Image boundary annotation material
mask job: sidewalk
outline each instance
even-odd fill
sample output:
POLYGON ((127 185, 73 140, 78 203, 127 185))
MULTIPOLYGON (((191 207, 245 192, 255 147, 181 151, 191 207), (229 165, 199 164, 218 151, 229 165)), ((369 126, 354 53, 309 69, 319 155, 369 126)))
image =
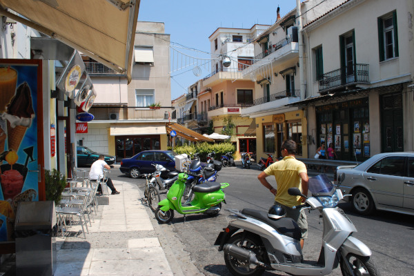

- DESCRIPTION OF THE TASK: Copy the material again with "sidewalk" swapped for "crosswalk" and nothing else altered. Leave the pictures out of your answer.

- EXERCISE RESULT:
mask job: crosswalk
outline each instance
even-odd fill
sample output:
POLYGON ((127 185, 73 140, 78 203, 127 185))
MULTIPOLYGON (((191 207, 245 192, 255 147, 181 151, 191 207), (229 165, 199 164, 218 151, 229 165)), ((369 126, 354 53, 309 69, 319 155, 369 126)))
image =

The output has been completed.